-------- Data records

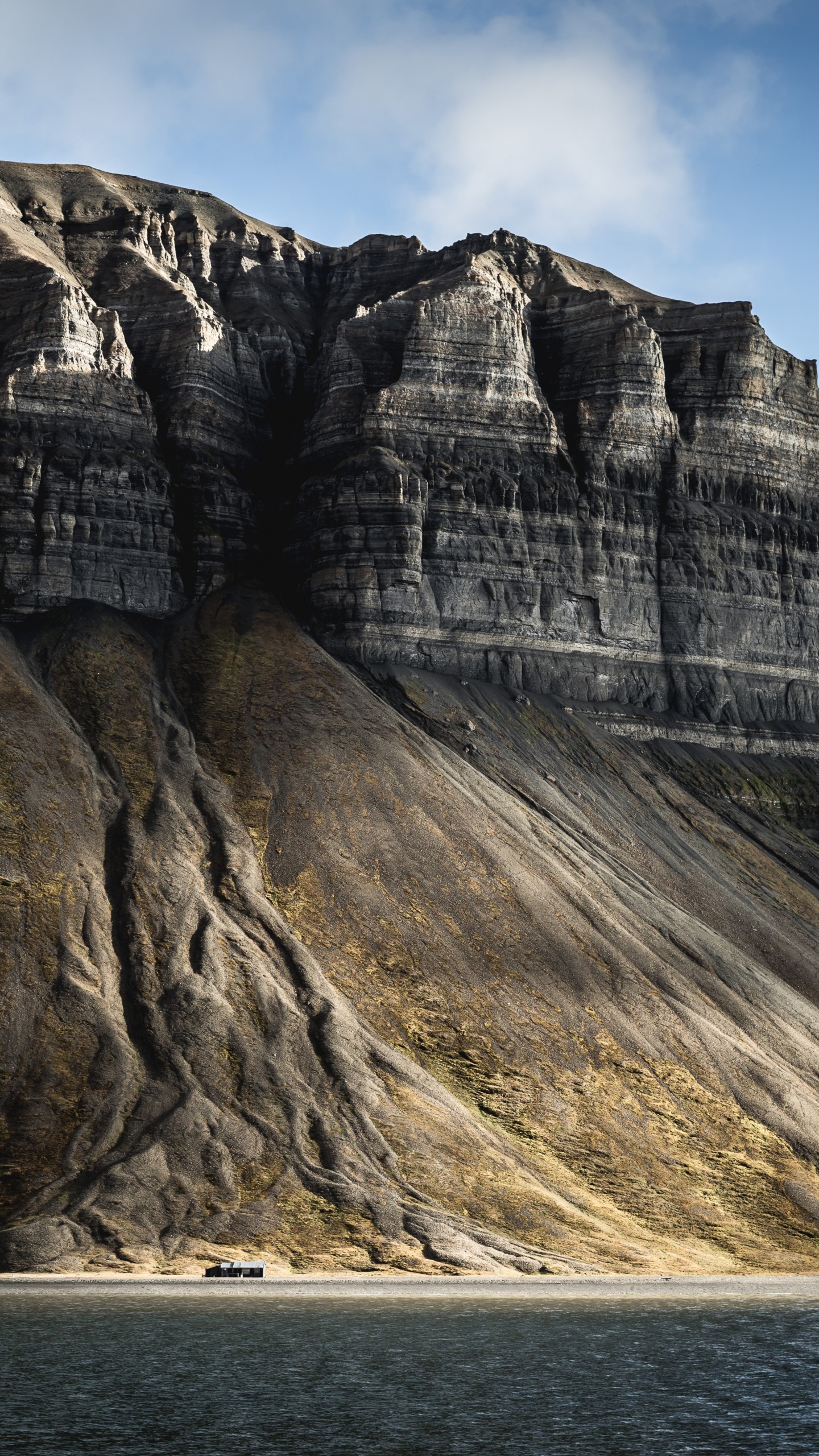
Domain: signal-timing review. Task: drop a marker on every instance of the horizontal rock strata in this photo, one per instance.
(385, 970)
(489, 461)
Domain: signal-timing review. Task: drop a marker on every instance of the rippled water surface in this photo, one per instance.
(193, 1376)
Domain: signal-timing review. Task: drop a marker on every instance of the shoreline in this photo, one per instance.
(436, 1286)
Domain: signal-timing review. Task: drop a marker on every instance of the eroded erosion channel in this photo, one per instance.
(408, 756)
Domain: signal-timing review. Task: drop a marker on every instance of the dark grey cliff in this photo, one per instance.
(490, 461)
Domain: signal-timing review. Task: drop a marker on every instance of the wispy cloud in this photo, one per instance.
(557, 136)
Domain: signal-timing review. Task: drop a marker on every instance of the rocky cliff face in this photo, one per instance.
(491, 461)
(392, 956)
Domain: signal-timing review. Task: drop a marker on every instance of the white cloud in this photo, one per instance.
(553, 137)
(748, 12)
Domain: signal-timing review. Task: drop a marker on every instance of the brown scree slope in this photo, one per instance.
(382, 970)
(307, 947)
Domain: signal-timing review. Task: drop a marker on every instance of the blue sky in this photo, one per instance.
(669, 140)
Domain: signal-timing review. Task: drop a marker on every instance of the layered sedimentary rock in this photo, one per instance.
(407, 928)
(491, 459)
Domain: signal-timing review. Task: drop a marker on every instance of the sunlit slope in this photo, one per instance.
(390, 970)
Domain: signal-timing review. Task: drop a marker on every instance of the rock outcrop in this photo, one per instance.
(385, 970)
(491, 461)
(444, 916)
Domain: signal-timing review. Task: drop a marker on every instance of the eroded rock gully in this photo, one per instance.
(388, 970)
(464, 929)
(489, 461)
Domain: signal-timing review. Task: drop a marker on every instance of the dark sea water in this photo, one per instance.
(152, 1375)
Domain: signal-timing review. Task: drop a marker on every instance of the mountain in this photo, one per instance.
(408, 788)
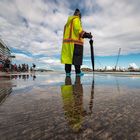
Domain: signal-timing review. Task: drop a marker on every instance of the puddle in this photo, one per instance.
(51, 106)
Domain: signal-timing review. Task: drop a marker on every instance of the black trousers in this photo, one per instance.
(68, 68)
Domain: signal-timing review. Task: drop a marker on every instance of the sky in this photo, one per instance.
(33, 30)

----------------

The exercise
Lay out the material as a two-column CSV headed label_text and coordinates, with one row per line of text. Put that line's wording and the coordinates listed under it into one quoted field each, turning line breaks into spaces, and leave the pictures out.

The completed task
label_text,coordinates
"Domain: signal-timing review. Task: drop a marker on every instance of the horizontal rock strata in this photo, one per instance.","(385, 970) (489, 461)"
"Domain: signal-timing review. Task: drop a marker on every instance of the rippled water surface in this photo, one per instance.","(193, 1376)"
"Domain: signal-timing review. Task: drop a marker on every instance of the shoreline in this photo, one per instance.","(436, 1286)"
"Domain: signal-timing review. Task: drop a marker on every instance of the eroded erosion channel in this photo, one per instance.","(408, 756)"
"Domain: signal-timing review. Task: drop a marker on every instance of the dark grey cliff in this photo, one per instance.","(490, 461)"
"Domain: signal-timing review. Task: drop a marker on every instance of the wispy cloud in this photo, one per instance.","(557, 136)"
"Domain: signal-timing review. Task: drop a marker on every instance of the rocky cliff face in this photo, one per instance.","(491, 461) (392, 956)"
"Domain: signal-timing review. Task: drop a marker on every instance of the white cloud in this photo, one per instance.","(553, 137) (748, 12)"
"Domain: signal-timing review. Task: drop a marker on every instance of the brown scree slope in this photo, one per instance.","(382, 970) (307, 947)"
"Domain: signal-timing review. Task: drop a marker on every instance of the blue sky in this photo, one per instance.","(669, 140)"
"Domain: signal-timing review. Task: drop a marker on every instance of the layered sedimentary rock in this photo, one per instance.","(407, 928) (491, 459)"
"Domain: signal-timing review. Task: drop a marker on every instance of the sunlit slope in this photo, one per instance.","(390, 970)"
"Domain: signal-timing review. Task: drop a marker on every instance of the rock outcrop in this photo, one per instance.","(385, 970) (491, 461) (444, 916)"
"Domain: signal-timing review. Task: drop a marker on every instance of the eroded rock gully in this photo, one per instance.","(388, 970) (464, 929) (489, 461)"
"Domain: signal-timing review. Task: drop a marker on every instance of the dark sea water in this photo, one per instance.","(152, 1375)"
"Domain: signal-timing review. Task: drop a marker on every instance of the mountain in this photo, one per instance.","(408, 788)"
"Domain: signal-timing review. Task: drop a marker on every instance of the puddle in this photo, one per instance.","(51, 106)"
"Domain: signal-timing review. Task: drop a marker on every instance of the black trousers in this photo, one per instance.","(68, 68)"
"Domain: signal-timing review. Task: drop a marker on every instance of the sky in this photo, one per instance.","(33, 30)"